### What is needed
The data below is to be repeated in full, exactly as shown.

*-*-*

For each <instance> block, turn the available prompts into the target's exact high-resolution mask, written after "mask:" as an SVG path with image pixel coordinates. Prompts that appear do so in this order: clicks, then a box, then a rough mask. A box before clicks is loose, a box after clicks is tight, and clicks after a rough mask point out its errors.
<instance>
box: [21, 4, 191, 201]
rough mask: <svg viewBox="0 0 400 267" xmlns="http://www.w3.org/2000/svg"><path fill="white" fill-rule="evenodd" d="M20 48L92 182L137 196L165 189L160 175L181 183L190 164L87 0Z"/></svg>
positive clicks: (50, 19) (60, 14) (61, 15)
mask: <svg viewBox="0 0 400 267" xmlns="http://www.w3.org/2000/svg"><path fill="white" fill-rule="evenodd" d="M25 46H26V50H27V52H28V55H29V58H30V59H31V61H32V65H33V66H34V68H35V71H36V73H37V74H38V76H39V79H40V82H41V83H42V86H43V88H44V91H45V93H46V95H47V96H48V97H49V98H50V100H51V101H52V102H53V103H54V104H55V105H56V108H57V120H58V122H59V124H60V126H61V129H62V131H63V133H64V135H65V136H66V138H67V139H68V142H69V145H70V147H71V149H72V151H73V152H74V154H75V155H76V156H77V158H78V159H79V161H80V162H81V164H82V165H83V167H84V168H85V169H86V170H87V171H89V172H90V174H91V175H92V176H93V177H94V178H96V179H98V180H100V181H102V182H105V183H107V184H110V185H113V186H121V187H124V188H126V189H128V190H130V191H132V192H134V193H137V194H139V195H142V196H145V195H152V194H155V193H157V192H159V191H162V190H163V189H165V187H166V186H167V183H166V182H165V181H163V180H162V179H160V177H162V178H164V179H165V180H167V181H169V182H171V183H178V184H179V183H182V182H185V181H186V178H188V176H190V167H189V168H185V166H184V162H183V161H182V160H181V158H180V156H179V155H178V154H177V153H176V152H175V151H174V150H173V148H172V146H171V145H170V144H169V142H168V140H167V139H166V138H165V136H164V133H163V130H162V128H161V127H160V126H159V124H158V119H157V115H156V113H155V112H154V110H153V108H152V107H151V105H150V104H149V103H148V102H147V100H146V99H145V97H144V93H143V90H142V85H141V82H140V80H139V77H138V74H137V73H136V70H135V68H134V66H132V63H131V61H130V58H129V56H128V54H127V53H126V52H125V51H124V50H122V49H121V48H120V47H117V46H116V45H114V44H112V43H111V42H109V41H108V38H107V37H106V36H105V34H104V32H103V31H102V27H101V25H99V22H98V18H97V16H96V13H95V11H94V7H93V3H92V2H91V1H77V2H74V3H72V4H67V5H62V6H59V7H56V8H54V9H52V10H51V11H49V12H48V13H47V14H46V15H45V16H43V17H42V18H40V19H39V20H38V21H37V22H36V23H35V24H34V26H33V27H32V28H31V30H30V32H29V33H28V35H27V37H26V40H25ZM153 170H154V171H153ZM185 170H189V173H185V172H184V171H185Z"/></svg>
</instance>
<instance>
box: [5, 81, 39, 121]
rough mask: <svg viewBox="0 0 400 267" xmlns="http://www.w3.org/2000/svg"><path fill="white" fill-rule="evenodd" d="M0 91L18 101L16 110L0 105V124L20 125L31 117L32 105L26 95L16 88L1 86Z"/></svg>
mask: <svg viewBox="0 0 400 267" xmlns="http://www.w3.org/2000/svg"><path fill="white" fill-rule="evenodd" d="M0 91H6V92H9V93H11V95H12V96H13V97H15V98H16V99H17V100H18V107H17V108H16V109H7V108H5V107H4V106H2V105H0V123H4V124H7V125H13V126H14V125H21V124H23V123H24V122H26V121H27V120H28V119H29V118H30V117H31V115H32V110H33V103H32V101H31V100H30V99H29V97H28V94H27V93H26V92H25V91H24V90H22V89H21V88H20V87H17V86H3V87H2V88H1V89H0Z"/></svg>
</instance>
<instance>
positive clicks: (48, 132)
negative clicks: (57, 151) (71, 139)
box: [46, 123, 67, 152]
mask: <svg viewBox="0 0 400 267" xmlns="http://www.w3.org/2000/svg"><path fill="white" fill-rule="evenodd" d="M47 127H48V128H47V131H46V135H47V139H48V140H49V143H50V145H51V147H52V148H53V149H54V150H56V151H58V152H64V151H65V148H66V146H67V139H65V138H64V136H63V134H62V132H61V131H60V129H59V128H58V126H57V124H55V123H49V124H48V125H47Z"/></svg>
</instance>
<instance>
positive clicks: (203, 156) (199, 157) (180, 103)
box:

*-*-*

### Response box
For each <instance> block, turn the available prompts into the target's exact high-resolution mask, written after "mask:" as an SVG path with image pixel coordinates. Prompts that appear do so in this order: clicks, then a box, then a rough mask. A box before clicks is loose, a box after clicks is tight, and clicks after a rough mask point out its errors.
<instance>
box: [21, 4, 191, 201]
rough mask: <svg viewBox="0 0 400 267" xmlns="http://www.w3.org/2000/svg"><path fill="white" fill-rule="evenodd" d="M20 48L92 182L137 196L165 189L160 175L181 183L190 164L87 0Z"/></svg>
positive clicks: (50, 19) (60, 14) (61, 15)
mask: <svg viewBox="0 0 400 267" xmlns="http://www.w3.org/2000/svg"><path fill="white" fill-rule="evenodd" d="M25 46H26V50H27V52H28V55H29V58H30V59H31V61H32V65H33V66H34V68H35V71H36V73H37V74H38V76H39V79H40V82H41V83H42V86H43V88H44V91H45V93H46V95H47V96H48V97H49V98H50V100H51V101H52V102H53V103H54V104H55V105H56V108H57V120H58V122H59V124H60V126H61V129H62V131H63V133H64V135H65V136H66V138H67V139H68V142H69V145H70V147H71V149H72V151H73V152H74V154H75V155H76V156H77V158H78V159H79V161H80V162H81V164H82V165H83V167H84V168H85V169H86V170H87V171H89V172H90V174H91V175H92V176H93V177H94V178H96V179H98V180H100V181H102V182H105V183H107V184H110V185H113V186H121V187H124V188H126V189H128V190H130V191H132V192H134V193H137V194H139V195H142V196H145V195H152V194H155V193H157V192H159V191H162V190H163V189H165V187H166V186H167V183H166V182H165V181H163V180H162V179H160V177H162V178H164V179H165V180H167V181H169V182H171V183H178V184H179V183H182V182H185V181H186V178H188V176H190V167H189V168H185V166H184V162H183V161H182V160H181V158H180V156H179V155H178V154H177V153H176V152H175V151H174V150H173V148H172V146H171V145H170V144H169V142H168V140H167V139H166V138H165V136H164V133H163V130H162V128H161V127H160V126H159V124H158V119H157V115H156V113H155V112H154V110H153V108H152V107H151V105H150V104H149V103H148V102H147V100H146V99H145V97H144V93H143V90H142V85H141V82H140V80H139V77H138V74H137V73H136V70H135V68H134V66H132V63H131V61H130V58H129V56H128V54H127V53H126V52H125V51H124V50H122V49H121V48H120V47H117V46H116V45H114V44H112V43H111V42H109V41H108V38H107V37H106V36H105V34H104V32H103V31H102V27H101V25H99V22H98V18H97V16H96V13H95V11H94V7H93V3H92V2H91V1H77V2H74V3H72V4H67V5H62V6H59V7H56V8H54V9H52V10H51V11H49V12H48V13H47V14H46V15H45V16H43V17H42V18H40V19H39V20H38V21H37V22H36V23H35V24H34V26H33V27H32V28H31V30H30V32H29V33H28V35H27V37H26V40H25ZM153 170H154V171H153ZM185 170H189V173H185V172H184V171H185Z"/></svg>
</instance>
<instance>
box: [5, 81, 39, 121]
rough mask: <svg viewBox="0 0 400 267" xmlns="http://www.w3.org/2000/svg"><path fill="white" fill-rule="evenodd" d="M0 91L18 101L16 110L0 105V124L20 125L31 117L32 105L26 95L16 88L1 86Z"/></svg>
mask: <svg viewBox="0 0 400 267" xmlns="http://www.w3.org/2000/svg"><path fill="white" fill-rule="evenodd" d="M0 91H6V92H9V93H11V95H12V96H13V97H15V98H16V99H17V100H18V107H17V108H16V109H7V108H5V107H4V106H2V105H0V123H4V124H7V125H13V126H14V125H21V124H23V123H24V122H26V121H27V120H28V119H29V118H30V117H31V115H32V110H33V103H32V101H31V100H30V99H29V97H28V94H27V93H26V92H25V91H24V90H22V89H21V88H20V87H17V86H3V87H2V88H1V89H0Z"/></svg>
</instance>
<instance>
positive clicks: (48, 132)
negative clicks: (57, 151) (71, 139)
box: [46, 123, 67, 152]
mask: <svg viewBox="0 0 400 267" xmlns="http://www.w3.org/2000/svg"><path fill="white" fill-rule="evenodd" d="M47 127H48V128H47V131H46V135H47V139H48V140H49V143H50V145H51V147H52V148H53V149H54V150H56V151H58V152H64V151H65V148H66V146H67V139H65V138H64V136H63V134H62V132H61V131H60V129H59V128H58V126H57V124H55V123H49V124H48V125H47Z"/></svg>
</instance>
<instance>
positive clicks: (203, 156) (199, 157) (180, 103)
box:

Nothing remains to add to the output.